■ Source document:

···

Look at who's pointing, not at what they point to.

On the front page of the Observer is the follow up to Andrew Rawnsley's recent smear of Gordon Brown. Andrew Rawnsley, that classy, "heavyweight" journalist, the best that the Observer can offer apparently, revealed that Gordon Brown.....was - don't hold your breath - a bully. And now, in a politically illiterate article by Tony Thompson, the Observer plays at McCarthyite politics, and attempts to smear the left with an expose which reads like a story planted by the intelligence services.

The disgrace of a left-of-centre newspaper shamelessly trying to position itself to gain favours from the incoming "red" Tory majority government, is profound. They may use the lumpen Tony Thompson to attack the Left, but Andrew Rawnsley is their point man.

The Observer, while fighting for its life, is desperately trying to make new alliances within the establishment, and sending coded, (actually rather crass), signals to the Ashcrofts of this country - signals that they will play ball. Perhaps they will get more advertising out of it, perhaps more contacts among the lumberjacks, perhaps more invitations to dinner and lunch. They seem to want to be embedded.

We have read so many books and seen so many films on the way the intelligence agencies operate that we are all intelligence agency literate these days. They even advertise openly in the newspapers for their employees for Christ's sake. Why does the Observer think we won't all immediately spot it when they lend their front page to an agency for black ops manipulation. The story is a ghastly reminder of the "Militant" scaremongering of the 1980s.

But is it British intelligence that has laid this "hardcore leftist extremists in Britain" turd on the front page of the Observer, or is it the CIA and their brothers in arms? The CIA are the same people who manipulated the political situation in Italy in order to make sure that the Communists didn't participate in government in 1976. They've been working gung ho in Iraq and Afghanistan for the last decade. It could easily be the CIA.

···

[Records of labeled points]

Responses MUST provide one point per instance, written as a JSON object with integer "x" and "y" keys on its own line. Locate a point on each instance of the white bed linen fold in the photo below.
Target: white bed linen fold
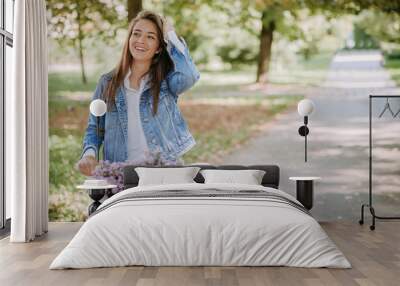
{"x": 206, "y": 231}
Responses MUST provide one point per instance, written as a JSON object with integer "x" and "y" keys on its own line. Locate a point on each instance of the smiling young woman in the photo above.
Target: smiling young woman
{"x": 141, "y": 93}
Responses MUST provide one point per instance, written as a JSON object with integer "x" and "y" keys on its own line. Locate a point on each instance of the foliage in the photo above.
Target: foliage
{"x": 62, "y": 171}
{"x": 96, "y": 19}
{"x": 385, "y": 27}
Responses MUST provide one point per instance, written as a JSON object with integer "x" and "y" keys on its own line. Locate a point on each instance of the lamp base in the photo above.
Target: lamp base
{"x": 303, "y": 130}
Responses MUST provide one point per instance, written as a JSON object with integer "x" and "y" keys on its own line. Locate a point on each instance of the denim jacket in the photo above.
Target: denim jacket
{"x": 166, "y": 132}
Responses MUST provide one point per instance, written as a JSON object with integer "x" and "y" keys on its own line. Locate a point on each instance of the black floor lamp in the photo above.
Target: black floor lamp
{"x": 98, "y": 108}
{"x": 305, "y": 108}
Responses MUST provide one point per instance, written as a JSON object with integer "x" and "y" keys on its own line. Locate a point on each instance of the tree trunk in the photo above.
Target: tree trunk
{"x": 264, "y": 56}
{"x": 80, "y": 47}
{"x": 134, "y": 7}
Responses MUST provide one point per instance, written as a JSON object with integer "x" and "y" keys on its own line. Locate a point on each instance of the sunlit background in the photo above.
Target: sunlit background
{"x": 257, "y": 60}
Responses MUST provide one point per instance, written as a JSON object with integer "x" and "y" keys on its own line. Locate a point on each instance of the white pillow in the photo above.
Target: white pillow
{"x": 162, "y": 176}
{"x": 249, "y": 177}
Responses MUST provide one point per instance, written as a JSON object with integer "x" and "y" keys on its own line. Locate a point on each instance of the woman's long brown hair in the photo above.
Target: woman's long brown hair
{"x": 159, "y": 68}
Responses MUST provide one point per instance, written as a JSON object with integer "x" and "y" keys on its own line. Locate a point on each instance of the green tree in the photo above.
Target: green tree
{"x": 71, "y": 22}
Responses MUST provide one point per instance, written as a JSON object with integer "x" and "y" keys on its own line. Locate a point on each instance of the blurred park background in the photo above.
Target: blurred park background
{"x": 257, "y": 59}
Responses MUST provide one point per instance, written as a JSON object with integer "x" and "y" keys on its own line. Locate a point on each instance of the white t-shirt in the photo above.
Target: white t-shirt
{"x": 136, "y": 145}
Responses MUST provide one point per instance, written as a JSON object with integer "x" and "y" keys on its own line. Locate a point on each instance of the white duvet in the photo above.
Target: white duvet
{"x": 200, "y": 231}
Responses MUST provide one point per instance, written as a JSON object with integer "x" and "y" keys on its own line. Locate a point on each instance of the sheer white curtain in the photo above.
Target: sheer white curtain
{"x": 27, "y": 124}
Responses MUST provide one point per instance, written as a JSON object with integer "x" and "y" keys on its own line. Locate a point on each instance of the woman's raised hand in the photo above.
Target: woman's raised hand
{"x": 86, "y": 165}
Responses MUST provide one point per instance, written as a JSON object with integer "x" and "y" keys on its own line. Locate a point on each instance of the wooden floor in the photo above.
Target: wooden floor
{"x": 375, "y": 257}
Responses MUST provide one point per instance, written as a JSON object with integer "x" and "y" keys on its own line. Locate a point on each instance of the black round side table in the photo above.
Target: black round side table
{"x": 305, "y": 190}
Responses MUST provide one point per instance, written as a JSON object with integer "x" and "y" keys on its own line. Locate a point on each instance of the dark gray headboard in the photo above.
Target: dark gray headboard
{"x": 270, "y": 179}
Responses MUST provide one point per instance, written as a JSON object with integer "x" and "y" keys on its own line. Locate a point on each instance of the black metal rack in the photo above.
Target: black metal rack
{"x": 369, "y": 205}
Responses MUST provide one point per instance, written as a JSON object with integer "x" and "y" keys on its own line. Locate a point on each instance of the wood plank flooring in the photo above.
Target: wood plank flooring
{"x": 375, "y": 257}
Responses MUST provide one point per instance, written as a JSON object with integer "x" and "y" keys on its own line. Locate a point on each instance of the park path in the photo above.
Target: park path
{"x": 338, "y": 141}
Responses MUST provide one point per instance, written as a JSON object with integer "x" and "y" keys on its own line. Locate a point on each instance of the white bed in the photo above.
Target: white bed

···

■ Request: Return verbatim the stretch of the Observer commentary that opens with the words containing "Look at who's" and closes with "their point man.".

■ Response:
Look at who's pointing, not at what they point to.

On the front page of the Observer is the follow up to Andrew Rawnsley's recent smear of Gordon Brown. Andrew Rawnsley, that classy, "heavyweight" journalist, the best that the Observer can offer apparently, revealed that Gordon Brown.....was - don't hold your breath - a bully. And now, in a politically illiterate article by Tony Thompson, the Observer plays at McCarthyite politics, and attempts to smear the left with an expose which reads like a story planted by the intelligence services.

The disgrace of a left-of-centre newspaper shamelessly trying to position itself to gain favours from the incoming "red" Tory majority government, is profound. They may use the lumpen Tony Thompson to attack the Left, but Andrew Rawnsley is their point man.